-------- Source data --------
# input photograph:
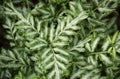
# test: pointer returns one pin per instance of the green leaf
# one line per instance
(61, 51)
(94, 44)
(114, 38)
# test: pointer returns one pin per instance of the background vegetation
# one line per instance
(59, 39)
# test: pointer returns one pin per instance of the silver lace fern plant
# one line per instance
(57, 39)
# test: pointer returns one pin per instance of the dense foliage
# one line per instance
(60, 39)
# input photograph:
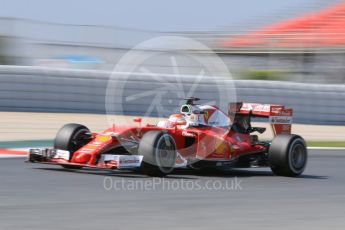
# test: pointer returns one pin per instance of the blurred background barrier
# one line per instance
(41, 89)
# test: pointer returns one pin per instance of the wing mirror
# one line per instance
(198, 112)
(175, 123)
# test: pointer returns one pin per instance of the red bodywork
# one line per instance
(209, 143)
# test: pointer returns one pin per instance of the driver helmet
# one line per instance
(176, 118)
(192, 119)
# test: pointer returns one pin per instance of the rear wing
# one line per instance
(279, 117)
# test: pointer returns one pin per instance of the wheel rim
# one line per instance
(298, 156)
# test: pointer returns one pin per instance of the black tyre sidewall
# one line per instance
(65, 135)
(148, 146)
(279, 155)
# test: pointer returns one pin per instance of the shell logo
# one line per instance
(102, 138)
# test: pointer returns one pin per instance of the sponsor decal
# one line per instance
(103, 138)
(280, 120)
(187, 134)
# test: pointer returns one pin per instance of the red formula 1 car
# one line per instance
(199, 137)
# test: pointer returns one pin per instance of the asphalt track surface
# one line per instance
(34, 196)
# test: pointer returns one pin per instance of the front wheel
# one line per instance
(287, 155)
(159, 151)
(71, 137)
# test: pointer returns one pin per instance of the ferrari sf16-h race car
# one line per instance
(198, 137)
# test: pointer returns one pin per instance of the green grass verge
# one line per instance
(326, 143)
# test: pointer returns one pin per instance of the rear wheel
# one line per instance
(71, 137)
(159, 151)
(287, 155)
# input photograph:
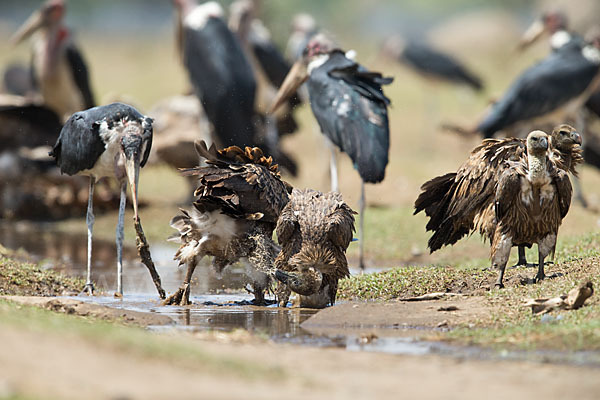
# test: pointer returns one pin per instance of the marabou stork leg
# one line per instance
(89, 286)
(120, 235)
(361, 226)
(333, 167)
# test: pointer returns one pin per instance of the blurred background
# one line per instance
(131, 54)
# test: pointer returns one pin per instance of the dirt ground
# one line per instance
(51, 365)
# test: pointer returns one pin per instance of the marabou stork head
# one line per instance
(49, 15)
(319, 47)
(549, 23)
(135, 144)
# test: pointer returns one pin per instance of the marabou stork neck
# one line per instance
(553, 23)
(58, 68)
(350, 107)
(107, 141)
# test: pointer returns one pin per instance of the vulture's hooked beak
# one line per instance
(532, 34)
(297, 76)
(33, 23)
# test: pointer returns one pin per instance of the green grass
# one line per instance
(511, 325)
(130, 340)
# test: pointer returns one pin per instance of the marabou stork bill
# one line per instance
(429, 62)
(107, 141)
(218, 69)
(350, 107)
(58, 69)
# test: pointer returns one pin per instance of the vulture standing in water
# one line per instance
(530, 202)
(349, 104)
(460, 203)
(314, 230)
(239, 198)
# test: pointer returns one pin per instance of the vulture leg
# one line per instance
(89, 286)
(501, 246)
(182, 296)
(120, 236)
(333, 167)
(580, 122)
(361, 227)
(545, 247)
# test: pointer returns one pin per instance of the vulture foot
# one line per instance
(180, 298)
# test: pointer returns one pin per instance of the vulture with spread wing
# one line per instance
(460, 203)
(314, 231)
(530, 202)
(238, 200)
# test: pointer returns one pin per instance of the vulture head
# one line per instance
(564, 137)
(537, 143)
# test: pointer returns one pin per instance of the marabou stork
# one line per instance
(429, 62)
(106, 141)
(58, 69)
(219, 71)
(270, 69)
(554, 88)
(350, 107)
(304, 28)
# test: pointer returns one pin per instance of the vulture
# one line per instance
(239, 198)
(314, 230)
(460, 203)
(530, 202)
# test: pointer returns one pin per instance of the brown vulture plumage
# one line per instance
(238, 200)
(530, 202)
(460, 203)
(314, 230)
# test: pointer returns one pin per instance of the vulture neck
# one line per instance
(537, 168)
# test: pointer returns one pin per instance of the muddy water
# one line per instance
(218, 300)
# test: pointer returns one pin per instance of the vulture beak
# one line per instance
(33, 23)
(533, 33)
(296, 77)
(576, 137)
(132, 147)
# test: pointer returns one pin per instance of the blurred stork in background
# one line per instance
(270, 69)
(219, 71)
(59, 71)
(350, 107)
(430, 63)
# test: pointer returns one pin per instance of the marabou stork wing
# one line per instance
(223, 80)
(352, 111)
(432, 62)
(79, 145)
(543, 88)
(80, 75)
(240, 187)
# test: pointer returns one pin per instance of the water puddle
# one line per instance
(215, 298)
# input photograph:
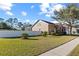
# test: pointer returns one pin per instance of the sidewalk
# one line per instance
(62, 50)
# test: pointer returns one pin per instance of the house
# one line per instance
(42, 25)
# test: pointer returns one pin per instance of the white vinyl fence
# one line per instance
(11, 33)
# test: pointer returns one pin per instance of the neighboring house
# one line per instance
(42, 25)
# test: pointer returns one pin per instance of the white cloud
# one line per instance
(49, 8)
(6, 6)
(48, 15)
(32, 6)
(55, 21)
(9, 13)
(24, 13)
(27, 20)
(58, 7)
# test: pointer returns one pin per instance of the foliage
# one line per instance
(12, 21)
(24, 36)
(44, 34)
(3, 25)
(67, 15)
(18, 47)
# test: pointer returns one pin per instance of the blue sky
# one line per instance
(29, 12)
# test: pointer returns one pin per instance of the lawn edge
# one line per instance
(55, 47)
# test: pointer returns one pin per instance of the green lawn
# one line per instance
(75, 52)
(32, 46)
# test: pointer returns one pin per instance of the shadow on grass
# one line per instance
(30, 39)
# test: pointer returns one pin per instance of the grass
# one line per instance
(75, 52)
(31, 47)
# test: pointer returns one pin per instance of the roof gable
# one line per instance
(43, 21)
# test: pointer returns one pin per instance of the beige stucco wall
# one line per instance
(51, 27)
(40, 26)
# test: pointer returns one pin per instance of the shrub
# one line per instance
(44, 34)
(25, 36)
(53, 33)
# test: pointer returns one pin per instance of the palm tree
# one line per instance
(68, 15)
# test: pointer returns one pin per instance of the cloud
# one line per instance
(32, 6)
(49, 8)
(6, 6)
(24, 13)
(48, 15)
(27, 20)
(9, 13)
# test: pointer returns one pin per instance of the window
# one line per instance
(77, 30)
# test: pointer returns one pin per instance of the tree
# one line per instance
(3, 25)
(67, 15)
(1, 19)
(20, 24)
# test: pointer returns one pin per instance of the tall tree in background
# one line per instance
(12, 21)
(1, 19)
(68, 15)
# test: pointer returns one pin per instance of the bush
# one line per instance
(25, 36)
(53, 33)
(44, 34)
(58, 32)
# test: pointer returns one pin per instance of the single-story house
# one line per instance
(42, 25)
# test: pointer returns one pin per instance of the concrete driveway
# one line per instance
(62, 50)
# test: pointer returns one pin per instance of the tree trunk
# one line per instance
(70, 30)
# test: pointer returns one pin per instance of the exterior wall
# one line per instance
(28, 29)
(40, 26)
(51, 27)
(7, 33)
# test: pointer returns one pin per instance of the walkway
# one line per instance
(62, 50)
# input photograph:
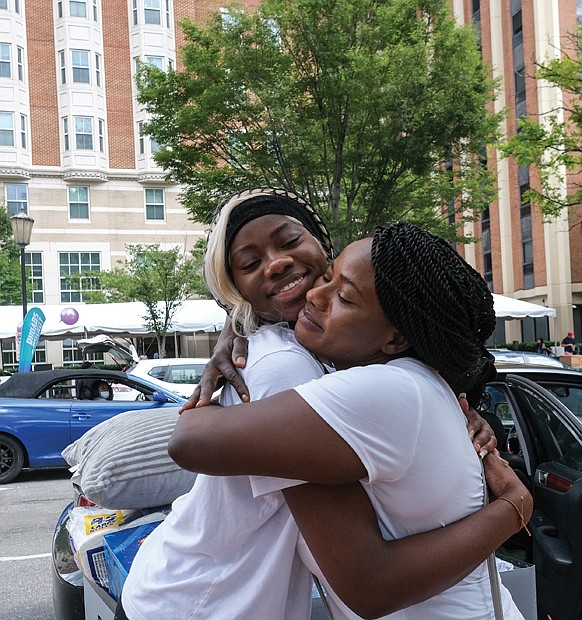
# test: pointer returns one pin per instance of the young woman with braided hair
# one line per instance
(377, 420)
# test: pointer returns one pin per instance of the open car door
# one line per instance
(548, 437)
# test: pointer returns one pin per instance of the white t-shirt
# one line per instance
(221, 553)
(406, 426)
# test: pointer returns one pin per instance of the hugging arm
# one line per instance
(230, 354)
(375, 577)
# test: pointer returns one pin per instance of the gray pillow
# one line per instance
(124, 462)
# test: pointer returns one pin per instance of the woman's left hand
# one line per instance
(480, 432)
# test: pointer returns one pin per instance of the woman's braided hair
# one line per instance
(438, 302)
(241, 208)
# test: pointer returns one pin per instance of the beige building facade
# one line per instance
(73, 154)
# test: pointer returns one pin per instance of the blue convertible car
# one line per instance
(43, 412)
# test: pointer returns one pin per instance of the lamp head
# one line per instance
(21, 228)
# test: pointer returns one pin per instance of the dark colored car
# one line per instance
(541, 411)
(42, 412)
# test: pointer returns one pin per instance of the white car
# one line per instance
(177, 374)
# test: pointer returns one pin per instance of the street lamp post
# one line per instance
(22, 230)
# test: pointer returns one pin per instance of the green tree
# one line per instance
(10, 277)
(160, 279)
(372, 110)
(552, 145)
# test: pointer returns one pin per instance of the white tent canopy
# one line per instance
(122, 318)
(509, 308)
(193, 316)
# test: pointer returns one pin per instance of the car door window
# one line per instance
--------
◆ **Exercise**:
Starting at the line that contains "# test: pointer returns one pin per instance of the dark", copy each line exactly through the end of the listing above. Include that first line and the last one, and add nothing.

◆ **Exercise solution**:
# test: pointer returns one pin per instance of the dark colored car
# one line per instance
(541, 411)
(42, 412)
# test: pointer returns one pin per instance of the white car
# one line per instance
(177, 374)
# test: pointer returns one pin per instance of the street lamp post
# one line per instance
(22, 230)
# test: pointer returns one pin per instance of the green tree
# one line per instance
(10, 277)
(160, 279)
(372, 110)
(552, 145)
# test: pointer returns one pin per instance of the white tent canopy
# one line per instance
(122, 318)
(509, 308)
(193, 316)
# test: pointer returns one pin per instance of the car door window
# one line per instance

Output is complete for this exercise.